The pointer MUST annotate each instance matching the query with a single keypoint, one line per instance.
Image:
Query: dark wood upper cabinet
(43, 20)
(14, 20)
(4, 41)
===
▶ _Set task_: Copy the data above again, line for line, with no changes.

▶ _Answer to the exercise_:
The pointer MUST annotate each instance matching the query with a single keypoint, one line per instance.
Image:
Query: dark wood upper cabinet
(43, 20)
(14, 20)
(4, 41)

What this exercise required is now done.